▸ Kısa Görev a: Metne göre kadının yanında getirdiği değerli yağın bulunduğu kap neyden yapılmıştı?

▸ Metin:
◇ ◇ ◇ ◇ ◇
Hz. İsa'nın Cinsel Hayatı

İncillerde bulunan eksiklik ve boşluklardan birinin de bu kitaplarda Hz.İsa'nın cinsel hayatı hakkında bilgi bulunmayışı olduğunu biraz önce belirtmiştik. İncillerde Hz.İsa'nın evlendiğine dair herhangi bir ifadenin bulunmayışına bakılarak, onun evlenmediğine ve çocuk sahibi olmadığına hükmediliyor. Acaba Hz.İsa, daha davete başlamadan önce gençlik yıllarında karşı cinsten biri ile herhangi bir alâka tesis etmiş miydi? Onun kadınlara karşı cinsel bir duygusu var mıydı? Bu konularda İnciller tamamen suskundurlar. Ancak İnciller baştan sona kadar iyice incelenirse Hz.İsa'nın, tebliğ döneminde dahi kadınlarla çok samimî olduğu, lâubaliliğe kaçan, hatta okuyanın aklına başka şeyleri getiren bazı davranışlara müsamaha ile baktığı görülür. Sinoptik İncillerde bu oldukça açık bir şekilde müşahede edilmektedir. Bu İncillere göre birgün Hz.İsa, Ferrisilerden birinin evine ziyafete gitmiş ve sofraya oturmuştu. Tam o sırada Hz.İsa'nın orada olduğunu duyan günahkâr (fahişe) bir kadın, Ferri-si'nin evine, elinde ak mermerden yapılmış bir kapta değerli bir yağ olduğu halde gelmiş ve onun arkasında durarak ağlamaya başlamıştır. Kadın, gözlerinden akan yaşlarla Hz. İsa'nın ayaklarını ıslatmış, sonra onun yaş ayaklarını saçları ile silmiştir.
◇ ◇ ◇ ◇ ◇
▸ Çıkarılan Bilgiler:
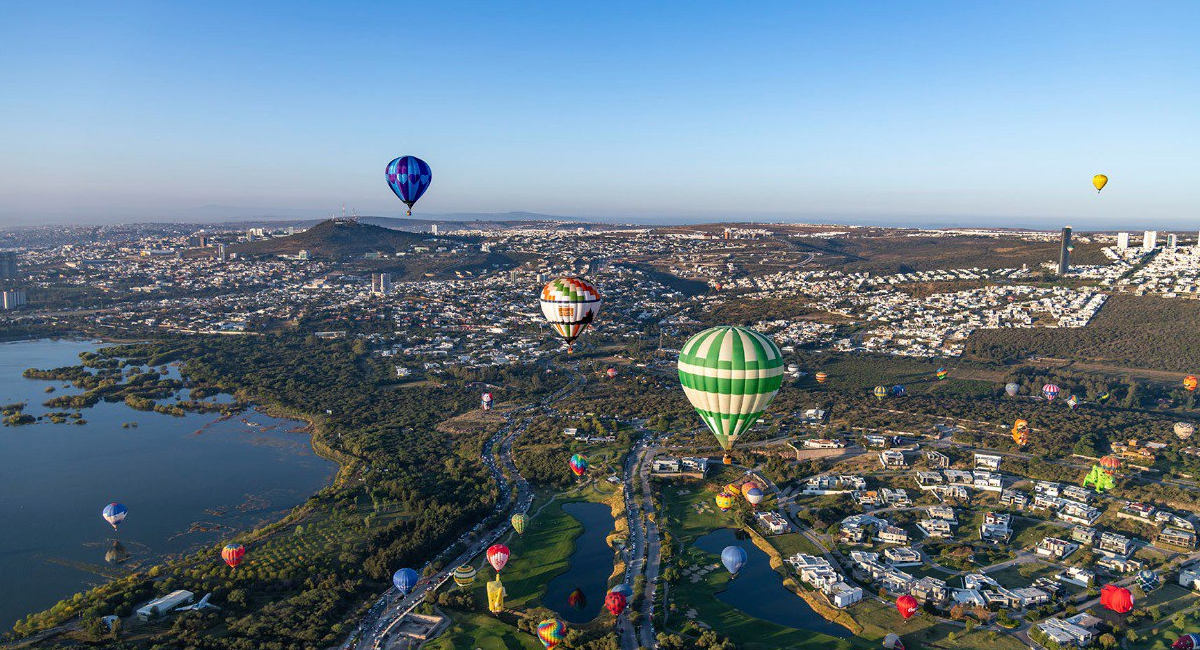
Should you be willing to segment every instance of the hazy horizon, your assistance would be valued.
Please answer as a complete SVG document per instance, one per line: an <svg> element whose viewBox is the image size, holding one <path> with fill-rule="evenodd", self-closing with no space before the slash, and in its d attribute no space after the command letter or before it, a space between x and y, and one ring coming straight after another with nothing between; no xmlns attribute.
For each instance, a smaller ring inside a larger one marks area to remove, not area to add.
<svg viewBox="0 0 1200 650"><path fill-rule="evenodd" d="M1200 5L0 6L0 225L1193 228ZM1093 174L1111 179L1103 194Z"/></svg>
◇ ◇ ◇ ◇ ◇
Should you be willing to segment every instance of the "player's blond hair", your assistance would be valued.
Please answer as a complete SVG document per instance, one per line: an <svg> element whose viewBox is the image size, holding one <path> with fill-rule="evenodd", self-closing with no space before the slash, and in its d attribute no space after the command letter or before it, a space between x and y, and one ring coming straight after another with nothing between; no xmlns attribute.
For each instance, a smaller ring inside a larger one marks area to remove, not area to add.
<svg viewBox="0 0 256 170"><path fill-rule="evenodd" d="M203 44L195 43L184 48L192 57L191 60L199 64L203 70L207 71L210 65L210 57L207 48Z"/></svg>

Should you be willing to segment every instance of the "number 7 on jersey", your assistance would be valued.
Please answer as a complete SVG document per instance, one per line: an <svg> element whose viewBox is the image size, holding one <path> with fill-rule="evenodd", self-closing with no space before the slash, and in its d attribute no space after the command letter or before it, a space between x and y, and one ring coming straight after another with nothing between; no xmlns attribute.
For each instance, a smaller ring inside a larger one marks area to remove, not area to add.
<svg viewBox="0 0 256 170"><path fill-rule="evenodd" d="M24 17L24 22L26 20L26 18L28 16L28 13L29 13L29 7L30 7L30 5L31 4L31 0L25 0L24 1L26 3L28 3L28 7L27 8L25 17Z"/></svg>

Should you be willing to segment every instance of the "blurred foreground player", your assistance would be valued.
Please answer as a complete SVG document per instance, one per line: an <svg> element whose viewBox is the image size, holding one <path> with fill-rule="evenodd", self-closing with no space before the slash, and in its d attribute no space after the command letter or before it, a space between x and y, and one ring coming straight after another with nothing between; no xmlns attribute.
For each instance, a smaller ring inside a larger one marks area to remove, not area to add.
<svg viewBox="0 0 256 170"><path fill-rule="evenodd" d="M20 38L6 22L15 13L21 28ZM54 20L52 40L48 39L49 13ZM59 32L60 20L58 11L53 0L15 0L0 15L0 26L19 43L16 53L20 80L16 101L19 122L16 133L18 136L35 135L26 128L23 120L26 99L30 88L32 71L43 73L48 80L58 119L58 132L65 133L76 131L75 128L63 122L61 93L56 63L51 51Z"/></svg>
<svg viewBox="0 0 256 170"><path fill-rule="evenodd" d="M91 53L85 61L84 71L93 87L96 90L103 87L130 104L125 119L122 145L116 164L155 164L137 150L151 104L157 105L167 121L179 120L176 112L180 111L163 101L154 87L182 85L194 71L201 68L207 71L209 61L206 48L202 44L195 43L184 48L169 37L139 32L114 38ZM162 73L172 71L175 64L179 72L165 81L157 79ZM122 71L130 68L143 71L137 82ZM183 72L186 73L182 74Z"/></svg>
◇ ◇ ◇ ◇ ◇
▸ Kısa Görev b: Kayıtlarda "willing" kelimesini içeren her satırı seçip aktarın.

▸ Yazılı Yanıt a: Ak mermerden.

▸ Yazılı Yanıt b:
Should you be willing to segment every instance of the hazy horizon, your assistance would be valued.
Should you be willing to segment every instance of the "player's blond hair", your assistance would be valued.
Should you be willing to segment every instance of the "number 7 on jersey", your assistance would be valued.
Should you be willing to segment every instance of the "blurred foreground player", your assistance would be valued.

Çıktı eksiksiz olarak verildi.